● Texte source:
>>>
D’où la demande faite à la Caritas Saint-Antoine de rénover un vieux bâtiment, appartenant à l’association Saint-Camille, à Tokpli, dans la préfecture de Yoto, à la frontière avec le Bénin, pour en faire un centre de réhabilitation pour toxicomanes, en collaboration avec le diocèse d’Anetto. C’est le premier centre de ce type au Togo, avec une responsabilité institutionnelle, mais aussi humaine et spirituelle. De la réussite de ce projet dépend l’attention des autorités et donc la possibilité de créer une expérience pionnière et reproductible, et surtout d’en assurer la pérennité.
« La situation des jeunes est très grave, ils sont oppressés par la pauvreté et le manque de sens, ils tombent dans la spirale de la drogue. Ici, on trouve surtout de la marijuana, parce qu’elle est facile à cultiver, mais il y a aussi des mélanges chimiques de substances. Il n’y a aucun contrôle dans les écoles. C’est catastrophique ! Pour ces raisons, beaucoup meurent, d’autres sombrent dans la maladie mentale, d’autres encore finissent en prison. Les familles sont désagrégées et incapables de réagir. Mais le plus grand des problèmes, c’est que même s’ils trouvaient la force d’arrêter, quelles perspectives auraient-ils dans un pays où il n’y a pas de travail et où le premier problème, dès le matin est de trouver à manger pour la journée ? »
<<<
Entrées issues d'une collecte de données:
>>>
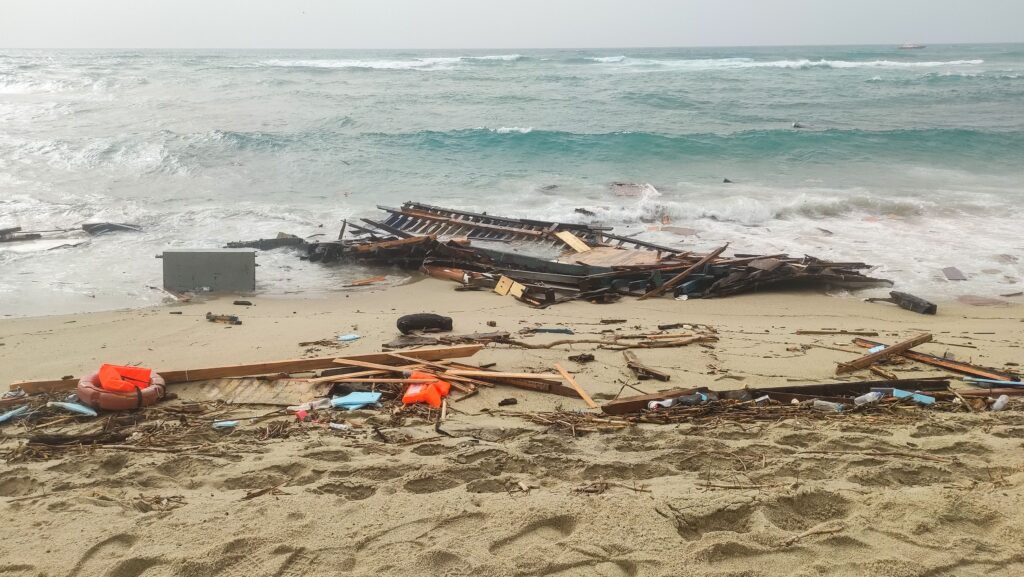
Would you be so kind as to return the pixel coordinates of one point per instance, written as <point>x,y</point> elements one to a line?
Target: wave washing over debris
<point>827,152</point>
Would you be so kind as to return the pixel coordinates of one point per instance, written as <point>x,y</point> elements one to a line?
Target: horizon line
<point>649,47</point>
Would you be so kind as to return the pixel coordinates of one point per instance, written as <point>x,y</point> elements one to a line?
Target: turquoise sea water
<point>911,159</point>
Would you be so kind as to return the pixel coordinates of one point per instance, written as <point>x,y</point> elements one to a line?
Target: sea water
<point>909,160</point>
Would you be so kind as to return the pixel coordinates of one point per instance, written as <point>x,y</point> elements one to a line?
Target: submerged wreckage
<point>542,262</point>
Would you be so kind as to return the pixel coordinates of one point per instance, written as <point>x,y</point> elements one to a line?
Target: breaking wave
<point>801,64</point>
<point>423,64</point>
<point>788,145</point>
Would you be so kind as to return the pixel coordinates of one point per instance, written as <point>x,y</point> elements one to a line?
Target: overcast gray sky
<point>501,24</point>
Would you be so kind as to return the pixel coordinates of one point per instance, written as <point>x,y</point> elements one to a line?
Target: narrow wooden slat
<point>868,360</point>
<point>583,394</point>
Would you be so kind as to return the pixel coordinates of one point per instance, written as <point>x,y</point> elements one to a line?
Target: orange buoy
<point>429,393</point>
<point>124,379</point>
<point>91,393</point>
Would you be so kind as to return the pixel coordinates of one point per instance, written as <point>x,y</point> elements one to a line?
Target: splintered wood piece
<point>868,360</point>
<point>495,374</point>
<point>274,367</point>
<point>955,366</point>
<point>574,242</point>
<point>953,274</point>
<point>673,282</point>
<point>642,371</point>
<point>583,394</point>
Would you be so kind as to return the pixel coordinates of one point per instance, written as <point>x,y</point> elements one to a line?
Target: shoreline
<point>48,347</point>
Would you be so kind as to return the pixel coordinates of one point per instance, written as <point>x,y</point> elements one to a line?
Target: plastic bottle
<point>868,398</point>
<point>1000,403</point>
<point>660,404</point>
<point>826,407</point>
<point>690,400</point>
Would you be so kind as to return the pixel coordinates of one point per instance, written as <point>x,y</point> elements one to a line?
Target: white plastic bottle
<point>868,398</point>
<point>1000,403</point>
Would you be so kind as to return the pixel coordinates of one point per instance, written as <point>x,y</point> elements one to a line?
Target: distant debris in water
<point>104,228</point>
<point>632,189</point>
<point>953,274</point>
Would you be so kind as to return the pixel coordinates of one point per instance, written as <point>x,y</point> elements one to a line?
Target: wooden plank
<point>840,332</point>
<point>37,386</point>
<point>573,242</point>
<point>367,365</point>
<point>496,374</point>
<point>273,367</point>
<point>642,371</point>
<point>383,245</point>
<point>390,380</point>
<point>868,360</point>
<point>615,257</point>
<point>368,281</point>
<point>253,390</point>
<point>583,394</point>
<point>671,283</point>
<point>953,274</point>
<point>639,402</point>
<point>954,366</point>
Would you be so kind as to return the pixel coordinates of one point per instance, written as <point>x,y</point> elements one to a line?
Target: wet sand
<point>921,494</point>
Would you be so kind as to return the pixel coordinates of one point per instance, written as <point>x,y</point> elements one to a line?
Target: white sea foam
<point>433,63</point>
<point>512,129</point>
<point>715,64</point>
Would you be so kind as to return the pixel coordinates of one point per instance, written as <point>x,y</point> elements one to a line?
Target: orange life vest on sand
<point>124,379</point>
<point>429,393</point>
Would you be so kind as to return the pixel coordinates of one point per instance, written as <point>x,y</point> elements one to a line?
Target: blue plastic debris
<point>354,401</point>
<point>993,381</point>
<point>900,394</point>
<point>13,413</point>
<point>74,407</point>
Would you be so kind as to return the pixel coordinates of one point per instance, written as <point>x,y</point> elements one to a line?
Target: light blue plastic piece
<point>73,407</point>
<point>993,381</point>
<point>915,397</point>
<point>354,401</point>
<point>13,413</point>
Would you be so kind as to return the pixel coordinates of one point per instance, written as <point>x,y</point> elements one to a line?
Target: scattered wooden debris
<point>642,371</point>
<point>953,274</point>
<point>954,366</point>
<point>869,360</point>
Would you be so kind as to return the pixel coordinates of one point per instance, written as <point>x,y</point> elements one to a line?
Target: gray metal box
<point>228,270</point>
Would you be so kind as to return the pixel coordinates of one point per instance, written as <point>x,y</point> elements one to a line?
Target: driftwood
<point>869,360</point>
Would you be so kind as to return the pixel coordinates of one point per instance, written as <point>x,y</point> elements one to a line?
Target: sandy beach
<point>914,494</point>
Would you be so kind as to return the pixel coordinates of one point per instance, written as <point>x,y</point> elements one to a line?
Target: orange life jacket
<point>124,379</point>
<point>429,393</point>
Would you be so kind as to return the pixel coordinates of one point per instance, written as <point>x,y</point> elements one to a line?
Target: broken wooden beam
<point>954,366</point>
<point>671,283</point>
<point>642,371</point>
<point>639,402</point>
<point>273,367</point>
<point>573,242</point>
<point>576,385</point>
<point>868,360</point>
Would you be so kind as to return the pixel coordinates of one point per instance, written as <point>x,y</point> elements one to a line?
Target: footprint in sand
<point>98,558</point>
<point>545,531</point>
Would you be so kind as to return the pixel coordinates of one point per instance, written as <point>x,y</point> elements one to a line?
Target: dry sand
<point>927,495</point>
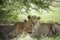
<<<
● Consignes:
- a) D'après le texte source, dans quelle préfecture se trouve Tokpli ?
- b) Recopiez le passage du texte source qui s'ouvre sur les mots « D’où la demande » et se clôt sur « assurer la pérennité. ».

● Corrigé:
- a) Tokpli se trouve dans la préfecture de Yoto, à la frontière avec le Bénin.

- b)
D’où la demande faite à la Caritas Saint-Antoine de rénover un vieux bâtiment, appartenant à l’association Saint-Camille, à Tokpli, dans la préfecture de Yoto, à la frontière avec le Bénin, pour en faire un centre de réhabilitation pour toxicomanes, en collaboration avec le diocèse d’Anetto. C’est le premier centre de ce type au Togo, avec une responsabilité institutionnelle, mais aussi humaine et spirituelle. De la réussite de ce projet dépend l’attention des autorités et donc la possibilité de créer une expérience pionnière et reproductible, et surtout d’en assurer la pérennité.